▸ Task to carry out: Report how many lines of the material below contain the string "curtain". Give only the number.

▸ Input material:
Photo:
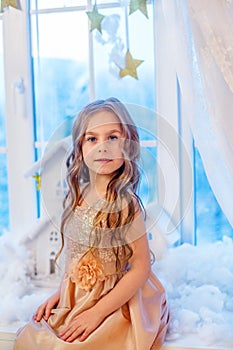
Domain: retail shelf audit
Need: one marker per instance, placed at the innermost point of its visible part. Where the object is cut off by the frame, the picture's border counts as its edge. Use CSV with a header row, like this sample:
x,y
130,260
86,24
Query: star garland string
x,y
12,3
140,5
95,19
130,66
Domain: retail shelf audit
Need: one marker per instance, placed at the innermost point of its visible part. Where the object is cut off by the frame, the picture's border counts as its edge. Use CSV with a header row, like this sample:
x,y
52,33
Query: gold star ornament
x,y
37,177
95,19
6,3
140,5
130,66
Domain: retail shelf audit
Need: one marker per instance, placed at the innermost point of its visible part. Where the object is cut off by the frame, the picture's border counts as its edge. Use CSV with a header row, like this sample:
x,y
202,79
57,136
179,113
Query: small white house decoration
x,y
43,239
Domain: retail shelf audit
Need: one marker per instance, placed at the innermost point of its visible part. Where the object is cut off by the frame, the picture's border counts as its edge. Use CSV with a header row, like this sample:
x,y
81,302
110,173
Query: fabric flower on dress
x,y
86,272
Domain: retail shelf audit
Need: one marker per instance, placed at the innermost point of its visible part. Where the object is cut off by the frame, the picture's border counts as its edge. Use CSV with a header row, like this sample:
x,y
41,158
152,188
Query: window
x,y
211,223
4,218
72,66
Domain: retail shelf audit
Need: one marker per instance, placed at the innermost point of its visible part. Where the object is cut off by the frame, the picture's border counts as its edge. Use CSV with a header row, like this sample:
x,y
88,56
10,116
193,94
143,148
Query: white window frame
x,y
19,119
20,149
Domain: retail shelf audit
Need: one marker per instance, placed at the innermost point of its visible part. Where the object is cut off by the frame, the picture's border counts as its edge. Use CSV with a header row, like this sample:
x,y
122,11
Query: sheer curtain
x,y
200,36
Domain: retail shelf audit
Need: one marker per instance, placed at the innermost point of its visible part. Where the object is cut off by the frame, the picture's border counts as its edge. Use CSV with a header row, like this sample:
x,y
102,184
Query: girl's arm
x,y
44,310
129,284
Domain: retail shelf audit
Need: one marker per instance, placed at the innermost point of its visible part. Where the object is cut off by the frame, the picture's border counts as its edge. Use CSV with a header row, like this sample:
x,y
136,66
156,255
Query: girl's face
x,y
103,144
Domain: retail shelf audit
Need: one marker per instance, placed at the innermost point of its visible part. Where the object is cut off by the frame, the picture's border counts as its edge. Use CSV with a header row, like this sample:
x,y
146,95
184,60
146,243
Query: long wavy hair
x,y
121,189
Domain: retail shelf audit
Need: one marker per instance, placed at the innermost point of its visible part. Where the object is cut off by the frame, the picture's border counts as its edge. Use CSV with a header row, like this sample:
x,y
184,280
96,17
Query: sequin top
x,y
78,233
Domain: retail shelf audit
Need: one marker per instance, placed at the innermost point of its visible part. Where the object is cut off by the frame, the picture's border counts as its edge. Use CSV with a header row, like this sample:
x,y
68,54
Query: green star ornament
x,y
37,177
95,18
130,66
6,3
140,5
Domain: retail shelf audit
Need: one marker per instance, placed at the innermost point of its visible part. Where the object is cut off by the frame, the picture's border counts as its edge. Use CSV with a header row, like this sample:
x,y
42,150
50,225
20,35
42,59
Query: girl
x,y
108,297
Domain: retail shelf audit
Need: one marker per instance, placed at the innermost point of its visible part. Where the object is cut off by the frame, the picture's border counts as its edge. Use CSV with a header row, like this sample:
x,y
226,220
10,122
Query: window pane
x,y
211,223
45,4
2,93
61,71
4,217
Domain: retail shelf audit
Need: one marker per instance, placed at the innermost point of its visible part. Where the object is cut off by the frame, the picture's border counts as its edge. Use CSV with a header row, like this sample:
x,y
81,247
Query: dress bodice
x,y
79,236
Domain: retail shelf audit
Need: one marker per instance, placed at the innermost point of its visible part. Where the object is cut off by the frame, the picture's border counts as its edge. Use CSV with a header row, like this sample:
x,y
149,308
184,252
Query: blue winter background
x,y
62,91
198,283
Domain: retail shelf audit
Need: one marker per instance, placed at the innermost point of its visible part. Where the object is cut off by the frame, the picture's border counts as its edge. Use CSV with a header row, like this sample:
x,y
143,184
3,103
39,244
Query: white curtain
x,y
200,36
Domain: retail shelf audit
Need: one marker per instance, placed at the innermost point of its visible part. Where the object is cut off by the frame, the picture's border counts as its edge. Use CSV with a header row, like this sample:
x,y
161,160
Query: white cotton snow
x,y
199,285
17,302
198,281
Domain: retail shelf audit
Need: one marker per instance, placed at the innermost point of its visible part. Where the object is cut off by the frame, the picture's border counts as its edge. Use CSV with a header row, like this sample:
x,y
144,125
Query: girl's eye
x,y
91,139
113,137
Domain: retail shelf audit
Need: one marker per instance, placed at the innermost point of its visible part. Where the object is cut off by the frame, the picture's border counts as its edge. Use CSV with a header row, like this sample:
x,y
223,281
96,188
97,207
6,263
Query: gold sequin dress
x,y
141,324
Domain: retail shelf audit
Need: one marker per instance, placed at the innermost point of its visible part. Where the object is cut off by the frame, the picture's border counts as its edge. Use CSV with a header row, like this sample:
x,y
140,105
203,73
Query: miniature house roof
x,y
63,144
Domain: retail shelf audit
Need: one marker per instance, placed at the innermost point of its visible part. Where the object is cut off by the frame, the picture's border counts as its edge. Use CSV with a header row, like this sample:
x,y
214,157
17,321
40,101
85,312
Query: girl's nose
x,y
103,147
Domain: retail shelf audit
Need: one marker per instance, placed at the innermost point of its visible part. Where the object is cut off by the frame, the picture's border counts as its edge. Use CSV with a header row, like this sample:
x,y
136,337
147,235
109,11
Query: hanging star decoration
x,y
6,3
95,18
140,5
130,66
37,177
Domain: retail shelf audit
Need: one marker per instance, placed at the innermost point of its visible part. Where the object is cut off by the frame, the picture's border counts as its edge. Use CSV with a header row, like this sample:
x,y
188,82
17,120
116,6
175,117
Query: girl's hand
x,y
81,326
44,310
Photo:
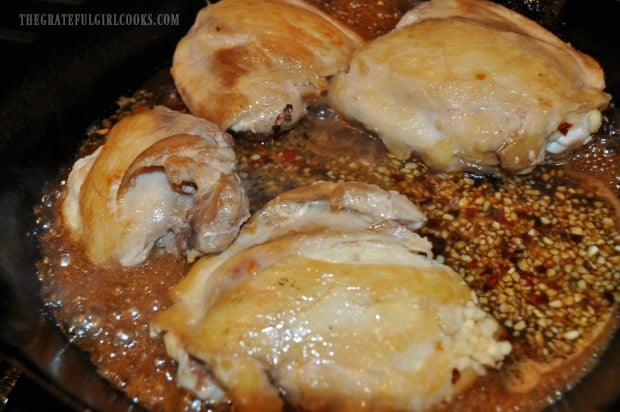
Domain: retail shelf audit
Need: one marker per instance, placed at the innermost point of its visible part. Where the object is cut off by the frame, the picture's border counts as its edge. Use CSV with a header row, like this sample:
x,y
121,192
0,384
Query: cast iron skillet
x,y
74,79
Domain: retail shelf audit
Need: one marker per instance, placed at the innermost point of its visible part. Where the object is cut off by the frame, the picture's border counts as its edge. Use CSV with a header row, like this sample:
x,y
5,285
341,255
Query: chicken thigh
x,y
470,84
162,177
328,300
253,66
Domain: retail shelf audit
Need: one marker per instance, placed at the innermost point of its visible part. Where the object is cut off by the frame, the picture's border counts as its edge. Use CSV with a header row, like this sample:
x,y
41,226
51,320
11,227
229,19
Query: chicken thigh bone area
x,y
329,300
470,84
254,66
162,178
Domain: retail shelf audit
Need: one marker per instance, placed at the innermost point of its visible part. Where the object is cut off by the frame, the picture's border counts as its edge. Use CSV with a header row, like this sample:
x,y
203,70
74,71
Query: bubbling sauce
x,y
541,251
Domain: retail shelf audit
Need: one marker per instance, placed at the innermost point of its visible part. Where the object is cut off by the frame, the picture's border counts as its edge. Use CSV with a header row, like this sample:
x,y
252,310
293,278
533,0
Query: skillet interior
x,y
44,115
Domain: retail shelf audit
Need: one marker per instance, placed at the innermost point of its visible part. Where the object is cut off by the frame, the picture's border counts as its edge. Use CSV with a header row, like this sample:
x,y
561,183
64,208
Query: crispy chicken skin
x,y
162,178
328,300
470,84
253,66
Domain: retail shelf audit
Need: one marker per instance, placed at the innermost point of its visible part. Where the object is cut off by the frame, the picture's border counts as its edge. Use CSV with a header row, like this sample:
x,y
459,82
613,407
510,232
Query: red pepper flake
x,y
538,298
470,211
456,375
289,155
564,127
528,277
499,215
548,263
492,282
434,222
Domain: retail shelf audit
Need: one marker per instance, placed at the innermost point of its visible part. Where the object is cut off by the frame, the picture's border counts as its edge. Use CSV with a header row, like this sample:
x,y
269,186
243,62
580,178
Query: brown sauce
x,y
541,251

▸ Result of the task: 2